§ **READING TEXT**
★ ★ ★ ★
Weekly Contest 189

https://leetcode.com/contest/weekly-contest-189

Number of Students Doing Homework at a Given Time

Given two integer arrays startTime and endTime and given an integer queryTime.

The ith student started doing their homework at the time startTime[i] and finished it at time endTime[i].

Return the number of students doing their homework at time queryTime. More formally, return the number of students where queryTime lays in the interval [startTime[i], endTime[i]] inclusive.

Example 1:
Input: startTime = [1,2,3], endTime = [3,2,7], queryTime = 4
Output: 1
Explanation: We have 3 students where:
The first student started doing homework at time 1 and finished at time 3 and wasn’t doing anything at time 4.
The second student started doing homework at time 2 and finished at time 2 and also wasn’t doing anything at time 4.
★ ★ ★ ★
§ **EXERCISES TO COMPLETE**
a - Summarize the problem statement in two sentences.
b - Copy the problem statement from "https://leetcode.com/contest/weekly-contest-189" to "an integer queryTime.", switching "queryTime" to "targetTime" wherever it occurs.

§ **SOURCE EXCERPT**
★ ★ ★ ★
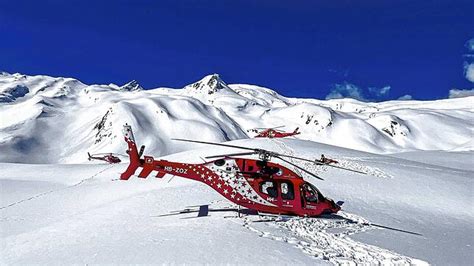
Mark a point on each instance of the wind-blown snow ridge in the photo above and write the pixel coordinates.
(62, 118)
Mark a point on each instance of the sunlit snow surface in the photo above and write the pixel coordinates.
★ ★ ★ ★
§ **WRITTEN RESPONSES**
a - The problem statement, from Weekly Contest 189, gives two integer arrays startTime and endTime and an integer queryTime, and the ith student started homework at startTime[i] and finished at endTime[i]. It asks for the number of students for whom queryTime lies in the inclusive interval [startTime[i], endTime[i]].

b -
https://leetcode.com/contest/weekly-contest-189

Number of Students Doing Homework at a Given Time

Given two integer arrays startTime and endTime and given an integer targetTime.